- Data supplied:

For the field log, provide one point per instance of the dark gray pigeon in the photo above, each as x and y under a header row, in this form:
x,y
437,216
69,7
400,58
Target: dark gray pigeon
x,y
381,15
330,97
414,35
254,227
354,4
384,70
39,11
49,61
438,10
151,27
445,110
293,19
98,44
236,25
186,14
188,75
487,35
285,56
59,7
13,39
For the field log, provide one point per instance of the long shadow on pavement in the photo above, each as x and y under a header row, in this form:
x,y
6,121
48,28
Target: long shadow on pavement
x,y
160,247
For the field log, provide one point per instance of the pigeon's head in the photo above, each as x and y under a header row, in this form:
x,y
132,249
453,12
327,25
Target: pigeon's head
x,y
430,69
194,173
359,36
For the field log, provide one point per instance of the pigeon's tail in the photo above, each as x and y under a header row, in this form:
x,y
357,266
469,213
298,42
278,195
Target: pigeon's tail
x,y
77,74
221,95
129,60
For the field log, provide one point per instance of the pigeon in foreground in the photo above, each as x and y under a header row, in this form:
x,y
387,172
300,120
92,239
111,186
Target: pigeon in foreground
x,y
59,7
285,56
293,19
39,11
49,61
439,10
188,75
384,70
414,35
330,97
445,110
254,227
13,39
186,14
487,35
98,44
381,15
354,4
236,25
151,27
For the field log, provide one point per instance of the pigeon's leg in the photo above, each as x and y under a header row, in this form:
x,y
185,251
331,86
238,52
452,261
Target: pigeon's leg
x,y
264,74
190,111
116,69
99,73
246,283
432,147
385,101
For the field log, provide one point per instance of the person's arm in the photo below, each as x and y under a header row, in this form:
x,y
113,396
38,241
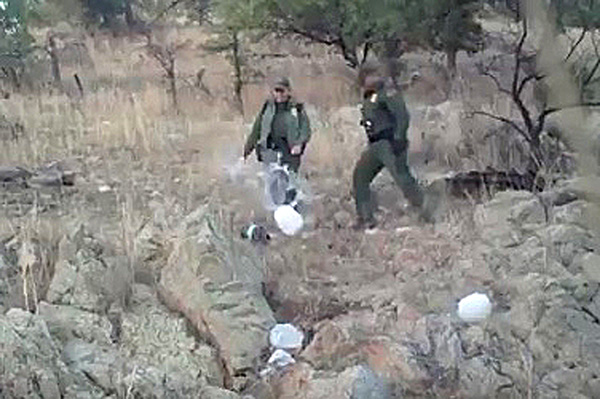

- What needs to be done:
Look over the material and return every line where the word "instance" is found.

- Response area:
For the field log, provide one point per instance of the dark gray pigeon in the photo above, each as x and y under a header row, in this form:
For the field log, provide one point per instance of the long shadow on pavement in the photo above, each as x and y under a header row, in this form:
For the field log, provide one point per instance of the pigeon's head in the photo above, each as x and y under a header row, in this form:
For the field log, provide one point per instance of the pigeon's tail in the photo above, each as x and y under a header row, in this form:
For the field log, provide one point per instance of the pigeon in foreground in the photo above, each as x and y under a header row, in this form:
For the field log, provide one point per instance of the pigeon's leg in the photo above, each as x and y under a header row, in this form:
For the field log, provide one point per instance of the person's arm in the photo below, each as x and y under a header row, in this form:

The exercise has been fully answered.